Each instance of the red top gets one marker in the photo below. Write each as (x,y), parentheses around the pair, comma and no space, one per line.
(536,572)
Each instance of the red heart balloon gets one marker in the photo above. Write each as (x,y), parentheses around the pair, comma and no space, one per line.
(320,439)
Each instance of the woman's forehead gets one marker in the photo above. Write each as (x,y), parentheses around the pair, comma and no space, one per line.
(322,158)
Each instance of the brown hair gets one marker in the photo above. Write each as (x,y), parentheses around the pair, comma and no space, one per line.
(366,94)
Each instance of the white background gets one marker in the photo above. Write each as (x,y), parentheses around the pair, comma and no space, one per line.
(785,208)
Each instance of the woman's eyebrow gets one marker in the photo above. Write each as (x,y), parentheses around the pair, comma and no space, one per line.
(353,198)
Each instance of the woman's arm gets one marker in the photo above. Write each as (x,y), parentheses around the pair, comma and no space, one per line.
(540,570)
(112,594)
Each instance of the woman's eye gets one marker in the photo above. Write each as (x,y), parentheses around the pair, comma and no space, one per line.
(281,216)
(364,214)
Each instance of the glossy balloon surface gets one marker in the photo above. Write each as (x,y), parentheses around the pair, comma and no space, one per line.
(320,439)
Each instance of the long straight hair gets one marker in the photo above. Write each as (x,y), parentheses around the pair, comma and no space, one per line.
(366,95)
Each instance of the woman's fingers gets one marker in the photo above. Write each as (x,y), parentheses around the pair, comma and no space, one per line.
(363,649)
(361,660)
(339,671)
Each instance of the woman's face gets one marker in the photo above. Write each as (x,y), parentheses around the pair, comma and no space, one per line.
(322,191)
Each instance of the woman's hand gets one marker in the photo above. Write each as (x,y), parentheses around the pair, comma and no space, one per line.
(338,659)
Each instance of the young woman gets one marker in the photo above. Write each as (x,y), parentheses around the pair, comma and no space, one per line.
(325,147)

· · · · · · ·

*Description of the task:*
Your task is to reproduce, exactly and exclusively, the lines from the one holding "Each instance of the woman's arm" through the final line of the listing.

*Finished task:*
Each instance of the woman's arm gets one marker in the photo above. Write each as (x,y), parentheses around the pair, comma and no space, one per line.
(540,570)
(112,594)
Each instance of the woman's eye gets one marker in the photo above. Write each as (x,y), parentheses around the pair, comma and no space, one per line.
(281,216)
(364,214)
Each instance of the glossy balloon surface gets one marker in the photo above. Write each as (x,y), parentheses around the pair, comma and no space, one per line.
(320,439)
Each instance of the long straight hair gets one marker in the photo above. Write each as (x,y), parentheses around the pair, comma and no space, one per line.
(366,95)
Each instance of the woman's fingers gets one marker in the photo above. Write each as (x,y), parentheses around the pair, comma and no space, one per line.
(363,649)
(361,660)
(339,671)
Each instance of the woman's face gets one marker in the photo above. Write each as (x,y), parentheses around the pair, comma and no space, one per line.
(322,191)
Each instance of the woman's hand gets one marker in the photo above. Write each as (x,y), parentheses around the pair, comma and no space, one per line.
(338,659)
Each instance of the young woman gets one marker in the photo above. Write each as (x,y), parentheses around the pair, comma and no space, one per line.
(325,147)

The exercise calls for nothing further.